◆ À FAIRE:
1: Recopiez intégralement l'extrait du texte sur les aspirations des Africains, sans rien y changer.
2: Parmi les lignes qui suivent le texte, présentez sous forme de liste numérotée celles qui vont de la ligne contenant "Q: Precisely where is the white wall" à la ligne contenant "[387,190,411,228]", bornes incluses, et laissez de côté les lignes vides.

◆ EXTRAIT DU TEXTE:
La deuxième solution est d’accepter que les aspirations sociétales diffèrent selon les pays et les régions du monde. Dans les marchés de nos villes d’Afrique francophone, dans les bars de nos quartiers populaires, derrière les murs des résidences de nos quartiers huppés, la même demande d’une gouvernance compétente, intègre et attentive s’exprime.
La troisième solution est la capacité pour les africains d’affirmer leurs aspirations sans complexe et se donner les moyens d’y arriver. Les africains ont le droit de souhaiter vivre mieux, de scolariser leurs enfants, d’avoir accès à des soins de qualité, de bénéficier d’une justice honnête et impartiale, de posséder une maison, un véhicule, et si c’est cela vivre « à l’occidentale », alors ils ont le droit d’y aspirer.

◆ LIGNES DE DONNÉES:
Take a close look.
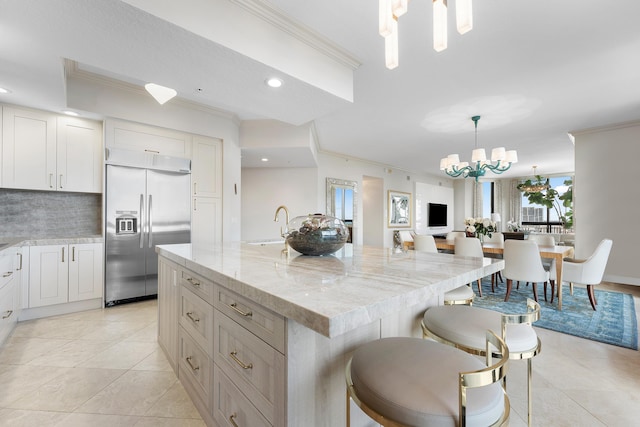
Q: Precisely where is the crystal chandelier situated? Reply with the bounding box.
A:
[379,0,473,70]
[440,116,518,182]
[518,166,551,193]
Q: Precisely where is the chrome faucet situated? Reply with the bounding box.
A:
[273,205,289,237]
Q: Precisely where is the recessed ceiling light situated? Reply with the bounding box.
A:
[144,83,178,105]
[266,77,282,87]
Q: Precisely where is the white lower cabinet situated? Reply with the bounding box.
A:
[29,243,103,308]
[158,257,286,427]
[158,258,180,374]
[0,249,20,345]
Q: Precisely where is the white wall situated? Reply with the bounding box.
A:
[67,72,241,241]
[241,168,324,241]
[360,176,385,246]
[572,122,640,286]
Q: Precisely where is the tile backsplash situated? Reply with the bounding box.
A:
[0,188,102,239]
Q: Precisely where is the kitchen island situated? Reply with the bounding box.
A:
[156,243,504,427]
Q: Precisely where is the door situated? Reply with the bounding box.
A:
[105,165,146,305]
[144,170,191,295]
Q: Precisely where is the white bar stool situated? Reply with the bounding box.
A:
[421,298,542,426]
[346,331,510,427]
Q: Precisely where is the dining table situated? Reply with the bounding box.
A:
[436,239,574,310]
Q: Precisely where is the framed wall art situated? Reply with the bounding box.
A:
[387,190,411,228]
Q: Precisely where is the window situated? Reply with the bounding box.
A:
[522,176,573,233]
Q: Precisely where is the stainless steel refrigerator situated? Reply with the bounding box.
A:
[105,151,191,306]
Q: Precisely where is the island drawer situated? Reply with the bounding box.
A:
[178,328,213,413]
[180,285,213,357]
[213,286,285,354]
[213,363,272,427]
[178,270,214,302]
[213,312,285,425]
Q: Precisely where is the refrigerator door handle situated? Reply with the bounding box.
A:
[149,194,153,248]
[138,194,144,249]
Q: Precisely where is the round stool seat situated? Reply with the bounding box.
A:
[444,285,476,303]
[350,337,505,426]
[422,305,538,357]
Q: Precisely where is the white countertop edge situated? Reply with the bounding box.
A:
[156,245,504,338]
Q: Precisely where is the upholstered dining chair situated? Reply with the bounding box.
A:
[454,237,484,296]
[516,234,556,302]
[421,298,542,426]
[484,231,504,292]
[446,231,467,243]
[502,239,555,302]
[346,331,510,427]
[558,239,613,310]
[413,234,476,305]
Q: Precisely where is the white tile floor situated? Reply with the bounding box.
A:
[0,285,640,427]
[0,300,205,427]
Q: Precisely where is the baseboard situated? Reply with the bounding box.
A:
[18,298,102,322]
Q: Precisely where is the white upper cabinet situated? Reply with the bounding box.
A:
[1,106,102,193]
[2,106,56,190]
[57,117,102,193]
[191,135,222,197]
[105,120,191,159]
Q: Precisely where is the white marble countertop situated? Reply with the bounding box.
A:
[156,243,504,338]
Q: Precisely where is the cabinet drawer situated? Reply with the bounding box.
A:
[178,270,213,303]
[213,363,268,427]
[178,328,213,412]
[180,286,213,356]
[213,286,285,354]
[0,251,16,290]
[213,312,285,425]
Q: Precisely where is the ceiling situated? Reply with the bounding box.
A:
[0,0,640,177]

◆ RÉPONSES AUX CONSIGNES:
1:
La deuxième solution est d’accepter que les aspirations sociétales diffèrent selon les pays et les régions du monde. Dans les marchés de nos villes d’Afrique francophone, dans les bars de nos quartiers populaires, derrière les murs des résidences de nos quartiers huppés, la même demande d’une gouvernance compétente, intègre et attentive s’exprime.
La troisième solution est la capacité pour les africains d’affirmer leurs aspirations sans complexe et se donner les moyens d’y arriver. Les africains ont le droit de souhaiter vivre mieux, de scolariser leurs enfants, d’avoir accès à des soins de qualité, de bénéficier d’une justice honnête et impartiale, de posséder une maison, un véhicule, et si c’est cela vivre « à l’occidentale », alors ils ont le droit d’y aspirer.

2:
1. Q: Precisely where is the white wall situated? Reply with the bounding box.
2. A:
3. [67,72,241,241]
4. [241,168,324,241]
5. [360,176,385,246]
6. [572,122,640,286]
7. Q: Precisely where is the tile backsplash situated? Reply with the bounding box.
8. A:
9. [0,188,102,239]
10. Q: Precisely where is the kitchen island situated? Reply with the bounding box.
11. A:
12. [156,243,504,427]
13. Q: Precisely where is the door situated? Reply with the bounding box.
14. A:
15. [105,165,146,305]
16. [144,170,191,295]
17. Q: Precisely where is the white bar stool situated? Reply with the bounding box.
18. A:
19. [421,298,542,426]
20. [346,331,510,427]
21. Q: Precisely where is the dining table situated? Reply with the bounding box.
22. A:
23. [436,239,574,310]
24. Q: Precisely where is the framed wall art situated? Reply with the bounding box.
25. A:
26. [387,190,411,228]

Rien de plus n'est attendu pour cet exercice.